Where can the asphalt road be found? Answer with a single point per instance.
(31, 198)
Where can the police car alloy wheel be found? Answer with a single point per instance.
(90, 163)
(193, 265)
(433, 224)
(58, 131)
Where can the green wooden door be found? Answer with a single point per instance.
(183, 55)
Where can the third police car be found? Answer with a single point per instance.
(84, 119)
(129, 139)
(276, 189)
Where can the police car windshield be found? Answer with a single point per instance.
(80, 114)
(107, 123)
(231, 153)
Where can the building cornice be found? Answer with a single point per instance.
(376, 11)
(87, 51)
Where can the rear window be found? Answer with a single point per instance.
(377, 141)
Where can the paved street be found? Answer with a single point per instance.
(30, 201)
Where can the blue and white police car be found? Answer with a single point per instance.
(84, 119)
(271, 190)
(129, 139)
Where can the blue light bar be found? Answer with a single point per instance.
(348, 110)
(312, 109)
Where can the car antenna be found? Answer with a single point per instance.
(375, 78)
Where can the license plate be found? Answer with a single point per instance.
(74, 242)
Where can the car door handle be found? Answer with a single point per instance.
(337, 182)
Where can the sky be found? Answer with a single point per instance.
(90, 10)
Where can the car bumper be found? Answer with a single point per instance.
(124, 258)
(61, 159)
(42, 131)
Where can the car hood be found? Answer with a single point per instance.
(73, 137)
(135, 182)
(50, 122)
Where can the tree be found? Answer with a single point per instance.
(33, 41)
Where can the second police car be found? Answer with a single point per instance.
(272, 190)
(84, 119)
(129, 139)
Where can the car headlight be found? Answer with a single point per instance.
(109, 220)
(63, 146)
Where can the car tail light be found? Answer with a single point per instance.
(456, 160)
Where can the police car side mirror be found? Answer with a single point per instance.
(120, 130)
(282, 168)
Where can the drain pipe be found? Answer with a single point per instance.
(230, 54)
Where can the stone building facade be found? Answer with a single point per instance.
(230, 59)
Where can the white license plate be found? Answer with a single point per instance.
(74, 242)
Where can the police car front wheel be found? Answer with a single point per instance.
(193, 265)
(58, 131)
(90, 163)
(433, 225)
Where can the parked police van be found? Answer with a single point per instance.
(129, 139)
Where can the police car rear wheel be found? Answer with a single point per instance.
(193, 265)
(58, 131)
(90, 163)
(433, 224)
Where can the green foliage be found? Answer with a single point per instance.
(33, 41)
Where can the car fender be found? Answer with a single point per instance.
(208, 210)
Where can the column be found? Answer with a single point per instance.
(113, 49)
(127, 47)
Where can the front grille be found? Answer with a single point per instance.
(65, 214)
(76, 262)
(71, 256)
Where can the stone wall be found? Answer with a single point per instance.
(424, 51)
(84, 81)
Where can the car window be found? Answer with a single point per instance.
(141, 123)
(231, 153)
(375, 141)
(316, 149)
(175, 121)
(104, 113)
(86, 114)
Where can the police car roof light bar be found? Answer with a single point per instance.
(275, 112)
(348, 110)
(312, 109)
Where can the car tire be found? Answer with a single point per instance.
□ □ □ □
* _What is asked_:
Exactly reproduce every line of the records.

* _Output_:
Where can the asphalt road be found? Answer with a single point per instance.
(31, 198)
Where can the police car alloy wheel be found? Answer with a single point per instance.
(90, 163)
(193, 265)
(433, 224)
(58, 131)
Where can the green wooden door be found? Answer with a single point per instance.
(183, 55)
Where can the third police car be found? Answer with a single point per instance.
(84, 119)
(129, 139)
(276, 189)
Where can the police car windshield be found? Answer with a single point per instance.
(80, 114)
(107, 123)
(231, 153)
Where can the building cornice be found? Answer with a single point per instance.
(376, 11)
(87, 51)
Where can the rear window be found? Answer with a single point per instance.
(377, 141)
Where can the paved street be found? Answer with a single point per instance.
(30, 201)
Where can the blue and white police car be found? Answer with a single point per instance.
(84, 119)
(271, 190)
(129, 139)
Where can the blue light bar be found? Answer with a single point per instance.
(348, 110)
(312, 109)
Where can the car antenna be found? Answer with a single point per instance.
(375, 78)
Where can the license plate be found? Answer with a single point per instance.
(74, 242)
Where can the car door handle be found? Answer with a single point per instance.
(337, 182)
Where can the sky be found? Answer with a single point per instance.
(90, 10)
Where can the car bumper be found? Answer with a single point per instance.
(124, 258)
(61, 159)
(42, 131)
Where can the car hood be found? Answer with a single point per instance.
(73, 137)
(135, 182)
(50, 122)
Where can the tree be found? Answer with a single point per instance.
(33, 41)
Where can the second police car be found? Answer with a single point per instance.
(272, 190)
(84, 119)
(129, 139)
Where can the car headlight be found? Answer with a single point per instance.
(109, 220)
(63, 146)
Where can the car tail light be found? Answer with a single point per instance.
(456, 160)
Where can the police car side mirror be found? Answer with a single point per instance.
(120, 130)
(282, 168)
Where can the drain pipe be found? Answer with a single point per instance.
(230, 54)
Where can the stone building facade be found? Answer with a single point per instance.
(230, 59)
Where can the white license plate be found? Answer with a single point per instance.
(74, 242)
Where can the police car front wheel be found? Answer with a single point per instance.
(193, 265)
(58, 131)
(90, 163)
(433, 225)
Where can the parked police van be found? Answer with a single point per instance.
(129, 139)
Where can the police car rear wheel be found? Answer with a single point per instance.
(193, 265)
(58, 131)
(90, 163)
(433, 224)
Where can the green foliage be found? Answer with a single point per instance.
(33, 41)
Where can the car fender be found? Answer with a single point per instance.
(208, 210)
Where can the column be found? Answer with a single point per instance.
(113, 49)
(127, 47)
Where can the front grille be found? Answer with a single point per instance.
(65, 214)
(76, 262)
(71, 256)
Where can the stone wall be found? Answer with a single point per instance.
(424, 51)
(84, 81)
Where can the car window be found? Answer with a single point per instance.
(141, 123)
(231, 153)
(375, 141)
(316, 149)
(175, 121)
(104, 113)
(86, 114)
Where can the police car roof light bar be found? Answer with a single point per instance.
(275, 112)
(348, 110)
(312, 109)
Where can the car tire be found? Answer with a single point per instance.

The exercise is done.